*** Exercise materials ***

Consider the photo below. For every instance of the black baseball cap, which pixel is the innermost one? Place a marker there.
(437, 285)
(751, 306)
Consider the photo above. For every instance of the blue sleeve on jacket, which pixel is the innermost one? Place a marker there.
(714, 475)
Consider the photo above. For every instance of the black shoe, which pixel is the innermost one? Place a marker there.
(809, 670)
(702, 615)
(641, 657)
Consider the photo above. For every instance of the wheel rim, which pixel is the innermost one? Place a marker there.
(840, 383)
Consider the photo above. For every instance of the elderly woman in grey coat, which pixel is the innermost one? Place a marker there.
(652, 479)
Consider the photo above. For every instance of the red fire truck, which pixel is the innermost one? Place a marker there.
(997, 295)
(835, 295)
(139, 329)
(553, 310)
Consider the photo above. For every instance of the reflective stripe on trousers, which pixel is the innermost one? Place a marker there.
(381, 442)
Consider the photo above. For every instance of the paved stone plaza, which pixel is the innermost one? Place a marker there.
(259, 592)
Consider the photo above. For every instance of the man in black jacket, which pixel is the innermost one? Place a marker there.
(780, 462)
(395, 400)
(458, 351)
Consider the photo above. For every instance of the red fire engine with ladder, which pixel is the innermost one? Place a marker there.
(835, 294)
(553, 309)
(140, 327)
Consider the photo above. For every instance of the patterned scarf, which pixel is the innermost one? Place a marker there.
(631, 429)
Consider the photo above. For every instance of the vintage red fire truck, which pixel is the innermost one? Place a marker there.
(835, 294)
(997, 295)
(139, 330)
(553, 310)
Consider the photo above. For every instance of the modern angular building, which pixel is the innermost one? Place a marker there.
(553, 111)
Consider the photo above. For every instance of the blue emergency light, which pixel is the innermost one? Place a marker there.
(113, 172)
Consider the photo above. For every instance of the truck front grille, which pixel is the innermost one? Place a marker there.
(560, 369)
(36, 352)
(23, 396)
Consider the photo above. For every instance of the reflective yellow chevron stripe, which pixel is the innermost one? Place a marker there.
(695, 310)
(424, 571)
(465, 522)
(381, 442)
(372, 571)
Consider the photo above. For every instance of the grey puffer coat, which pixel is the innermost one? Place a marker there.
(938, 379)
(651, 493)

*** End of Exercise materials ***

■ Problem to solve:
The data above needs to be repeated exactly, line for line.

■ Written reply:
Consider the photo below. For every instance of the black baseball cap, which pixel is the innermost one? Place a marker there.
(437, 285)
(751, 306)
Consider the photo above. For every instance of the blue sleeve on jacket, which pixel is the innermost one? Place a marker there.
(714, 475)
Consider the photo above. For every instance of the black shoe, which pixel is the innermost one? Place a marker there.
(809, 670)
(702, 615)
(641, 657)
Consider the photo above. For every instance of the wheel rim, which pixel is the innermost one? Place a marker there.
(840, 383)
Consider the photo above. For every instance of the elderly woman in grey coat, which pixel is the innermost one? Place a marker there.
(652, 479)
Consider the photo above. For every instance of the red fire truck, which pixel is the innermost one? Place a marker there.
(997, 295)
(835, 295)
(139, 329)
(553, 310)
Consider the photo above. For every instance of the reflective stripe on trousers, which pixel is the innermost one? Place a marker there.
(381, 442)
Consider the photo above. For every instance of the paved stone plaza, which pixel is the innermost one? Place a marker there.
(259, 592)
Consider the photo above. For every instance of the man in black jacket, which pixel is the innermost one? Place a marker there.
(780, 462)
(395, 400)
(458, 351)
Consider the photo above. For every instance of the red fire engine with ladder, which pixel is the innermost one? Place a marker there.
(835, 294)
(553, 309)
(140, 327)
Consider the photo above. For every instance of the patterned scarf, which pixel is the innermost one? Place a marker there.
(631, 429)
Consider the photo above. For every instance of the vintage red fire truck, which pixel is the innermost one? Place a marker there.
(835, 294)
(997, 295)
(139, 330)
(553, 310)
Consider the photo above. For every instance of the modern angular building, which pixel is the innermost one? Place a marker there.
(553, 111)
Consider the photo above. For every instance of the blue emergency light, which pixel is the innermost one? Place a marker there.
(113, 172)
Consider the photo above. For every instance of the truck front grille, which pixel is the innermost one? Place a marker there.
(560, 369)
(36, 352)
(23, 396)
Consider the photo above. For every instance of the reflective yellow chevron stripe, which pixel is the innermost one? Place a marker there.
(695, 310)
(424, 571)
(465, 522)
(381, 442)
(372, 571)
Consider the photo above. For every instance of the grey puffer coat, which pixel is the innermost one? Place a marker there.
(938, 379)
(651, 493)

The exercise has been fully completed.